◆ Using the information:
[A] Answer these questions about the letters-to-the-editor text, one line each:
(i) What does Stephen Kay name as the best AIDS preventative for the gay population?
(ii) What share of adult HIV infections worldwide does the quoted 2000 fact sheet attribute to heterosexual intercourse?
(iii) What is the school district deciding?
[B] Carry the letters-to-the-editor text on from its final sentence.

◆ Study text:
=== Begin Enclosure ===

Stephen Kay of Severna Park writes in the same paper:
The American Medical, Psychiatric, Psychological and Psychoanalytical Associations all say that being gay is a built-in orientation. For most gays, to change is as unlikely as for the straight majority to choose to be gay.

As for the AIDS crisis, in some socioeconomic groups and poor countries the incidence of AIDS in straight populations is about 25 percent to 40 percent. The best AIDS preventative for our gay population would be legal marriage. They become, just like us, legally tied to their spouse, probably appreciating marriage more then we do, and if facing a most painful situation to divorce, learn to accommodate each other.

Finally, Rachel Zipper of Towson sent in this ... zipper:
Dr. Ruth Jacobs, an infectious disease specialist, left out important information concerning HIV/AIDS and the "lifestyles" of gay men.

According to the 2000 Fact Sheet, "HIV/AIDS Statistics," by the National Institute for Allergy and Infectious Diseases, "Worldwide, more than 80 percent of all adult HIV infections have resulted from heterosexual intercourse." Homosexual sexual activity does not total the other 20 percent of the infections since drug use and mother-to-child transmissions are a source of infection as well.

International facts about HIV/AIDS are left out by homophobic people since they reveal that unsafe heterosexual activity results in the most infections. America and some Asian and Latin American countries are unique in that unsafe homosexual sexual activity led to more infections.

According to NIAID’s 2000 Fact Sheet on "HIV/AIDS in the United States," 60 percent of men were infected through homosexual sex. Also, with new infections, African Americans and women have been disproportionately infected. The real culprit, then, for both heterosexuals and homosexuals is a lack of outreach by the government and local communities to inform and empower their countrymen in addressing the disease.

I think that takes us up to the present. This stream of letters-to-the-editor doesn't show any sign of slowing down.

Our school district is deciding how to teach about sexual orientation in middle school and high school, and this discussion is an extension of it -- several of these authors have participated in public comments at school board meetings, for instance.

It is clear where Montgomery County stands on the issue. Our gay neighbors deserve the same rights the rest of us have. People in this county don't think of their gay neighbors as dirty, germy, unfit to love or care for a family. Oh, well, a couple do (though Regina Griggs lives, I think, in Virginia). But mainly, this is a done deal. It's time to teach our kids some facts, and get over the yay-hooism.

=== End Enclosure ===

◆ Dataset entries:

=== Begin Enclosure ===

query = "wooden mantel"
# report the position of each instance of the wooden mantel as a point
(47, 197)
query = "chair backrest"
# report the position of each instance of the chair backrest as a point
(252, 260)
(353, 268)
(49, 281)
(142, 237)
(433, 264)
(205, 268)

=== End Enclosure ===

◆ Answers for each item:
[A]
(i) Legal marriage.
(ii) More than 80 percent.
(iii) How to teach about sexual orientation in middle school and high school.

[B]
Anonymous Anonymous said...

Well Regina Griggs sure has not been able to work her "presto chango from gay to exgay show" on her own child who is gay and still is.

Kind of flies in the face of logic with her PFOX role in Virginia all the while giving her two cents on Montgomery County, Maryland health curriculum.


April 24, 2006 3:58 PM  
Blogger andrea said...

I find many people who like to claim quotes from certain organizations- and then you go to the website for the organization and it isn't there- or it is misquoted. I personally do not care that Ruth Jacobs is a doctor-that doesn't make her any more honest or knowledgeable to me; especially because of the frequency of her lies and misquotes. As to Regina Griggs- what a laugh- Straight people do not get harassed because they are straight. I have not heard of straight people being beaten up for being straight or having their kids harassed because their parents are straight.

April 25, 2006 11:21 AM  
Anonymous Anonymous said...

I have wondered for over a year why The Gazette publishes letters from Regina Griggs of Mount Vernon, Virginia, on matters of Montgomery County policy and interest.

April 25, 2006 11:26 AM  
Anonymous Anonymous said...

A few months ago, the Gazette announced a new approach to the letters it receiveds. See

In essence, all the letters it receives go on to its website as an Open Forum. Only a few actually get published in the various local print editions and in the Friday Gazette of Politics and Business.

I have not seen any of these in the Olney edition.